- [WHAT THIS TASK INVOLVES]
Turn every line of the items below into a numbered list, skipping blank lines. Leave the pictures out.

:: DATA FOR THE TASK

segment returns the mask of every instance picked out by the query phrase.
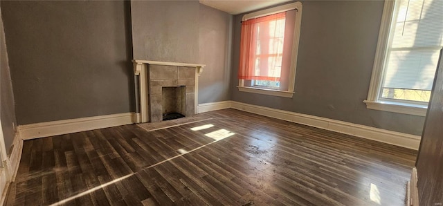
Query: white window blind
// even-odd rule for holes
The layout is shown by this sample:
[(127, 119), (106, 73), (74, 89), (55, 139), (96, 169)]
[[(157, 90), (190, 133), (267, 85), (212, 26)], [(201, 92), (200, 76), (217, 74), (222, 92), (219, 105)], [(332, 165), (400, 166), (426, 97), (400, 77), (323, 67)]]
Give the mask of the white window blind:
[(443, 1), (402, 0), (397, 3), (382, 88), (430, 91), (443, 46)]

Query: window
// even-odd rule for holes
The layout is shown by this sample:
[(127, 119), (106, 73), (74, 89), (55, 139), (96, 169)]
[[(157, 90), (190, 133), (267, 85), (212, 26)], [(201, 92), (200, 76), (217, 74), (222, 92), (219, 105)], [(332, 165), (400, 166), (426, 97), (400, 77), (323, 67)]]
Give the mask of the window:
[(368, 109), (425, 115), (443, 47), (443, 1), (386, 1)]
[(243, 16), (239, 91), (292, 97), (302, 3)]

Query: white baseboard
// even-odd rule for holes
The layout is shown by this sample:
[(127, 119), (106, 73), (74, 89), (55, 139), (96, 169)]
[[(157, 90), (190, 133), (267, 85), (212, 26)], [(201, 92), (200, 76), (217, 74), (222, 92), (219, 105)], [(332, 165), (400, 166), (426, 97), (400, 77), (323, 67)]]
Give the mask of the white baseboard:
[(8, 189), (10, 183), (15, 180), (19, 165), (23, 151), (23, 140), (19, 132), (15, 133), (13, 141), (14, 147), (10, 156), (5, 161), (4, 167), (0, 169), (0, 205), (3, 205)]
[(210, 103), (199, 104), (198, 113), (231, 108), (233, 101), (223, 101)]
[(18, 127), (21, 139), (29, 140), (134, 123), (134, 113), (125, 113)]
[(415, 150), (418, 150), (420, 144), (421, 137), (418, 135), (235, 101), (231, 101), (230, 105), (231, 108), (238, 110)]
[(9, 184), (8, 171), (4, 167), (0, 167), (0, 205), (4, 205)]

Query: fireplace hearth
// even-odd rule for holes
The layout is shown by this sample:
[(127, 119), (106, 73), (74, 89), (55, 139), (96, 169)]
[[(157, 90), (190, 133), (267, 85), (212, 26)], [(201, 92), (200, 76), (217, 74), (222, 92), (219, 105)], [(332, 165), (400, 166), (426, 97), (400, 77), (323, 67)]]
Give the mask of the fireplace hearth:
[(155, 122), (197, 113), (203, 64), (134, 60), (136, 122)]

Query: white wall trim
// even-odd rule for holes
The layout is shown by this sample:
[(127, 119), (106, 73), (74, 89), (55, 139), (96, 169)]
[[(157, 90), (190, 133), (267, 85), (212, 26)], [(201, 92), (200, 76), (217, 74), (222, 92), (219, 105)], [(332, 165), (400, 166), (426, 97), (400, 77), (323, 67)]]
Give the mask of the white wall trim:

::::

- [EXERCISE RESPONSE]
1. segment returns the mask of every instance picked out by the query phrase.
2. Query: white window blind
3. // even-odd rule for holes
4. The layout is shown by this sample:
5. [(127, 119), (106, 73), (74, 89), (55, 139), (96, 169)]
6. [[(157, 90), (190, 133), (267, 85), (212, 26)], [(201, 92), (200, 76), (217, 74), (222, 92), (219, 105)], [(332, 165), (400, 166), (426, 97), (400, 77), (323, 67)]]
7. Give the mask of the white window blind:
8. [(443, 1), (402, 0), (397, 3), (382, 88), (430, 91), (443, 46)]
9. Query: window
10. // even-odd rule for holes
11. The layout is shown by this sample:
12. [(127, 119), (106, 73), (74, 89), (55, 139), (96, 169)]
13. [[(157, 90), (190, 133), (267, 85), (212, 26)], [(201, 92), (200, 76), (217, 74), (222, 92), (219, 105)], [(332, 165), (400, 166), (426, 97), (400, 77), (323, 67)]]
14. Give the mask of the window:
15. [(368, 109), (425, 115), (443, 47), (443, 1), (386, 1)]
16. [(243, 16), (239, 91), (292, 97), (302, 3)]
17. Query: white baseboard
18. // even-odd rule for holes
19. The layout is shown by this sample:
20. [(127, 119), (106, 73), (74, 89), (55, 139), (96, 169)]
21. [[(157, 90), (190, 133), (267, 85), (212, 26)], [(201, 92), (200, 76), (217, 74), (222, 92), (219, 105)], [(332, 165), (400, 166), (426, 97), (400, 77), (323, 67)]]
22. Give the mask of the white baseboard:
23. [(8, 189), (10, 183), (15, 180), (19, 165), (23, 151), (23, 140), (19, 132), (15, 133), (13, 141), (14, 147), (10, 156), (5, 161), (4, 167), (0, 169), (0, 205), (3, 205)]
24. [(210, 103), (199, 104), (198, 113), (231, 108), (233, 101), (223, 101)]
25. [(18, 127), (21, 139), (29, 140), (134, 123), (134, 113), (125, 113)]
26. [(415, 150), (418, 150), (420, 144), (421, 137), (418, 135), (235, 101), (231, 101), (230, 105), (231, 108), (238, 110)]
27. [(9, 184), (8, 171), (4, 167), (0, 167), (0, 205), (4, 205)]
28. Query: fireplace hearth
29. // even-odd rule for holes
30. The layout is shown by this sample:
31. [(127, 119), (106, 73), (74, 89), (55, 139), (96, 169)]
32. [[(157, 90), (190, 133), (267, 85), (212, 26)], [(201, 92), (200, 76), (217, 74), (222, 92), (219, 105)], [(332, 165), (400, 166), (426, 97), (400, 77), (323, 67)]]
33. Give the mask of the fireplace hearth:
34. [(155, 122), (197, 113), (203, 64), (134, 60), (136, 122)]
35. Query: white wall trim
36. // even-odd rule for holes
37. The layout is shown by this sample:
38. [(127, 119), (106, 73), (74, 89), (55, 139), (96, 169)]
39. [[(157, 90), (190, 133), (267, 85), (212, 26)], [(201, 92), (200, 76), (217, 74), (222, 92), (219, 105)], [(332, 165), (400, 166), (426, 97), (400, 77), (323, 67)]]
40. Give the mask of the white wall trim:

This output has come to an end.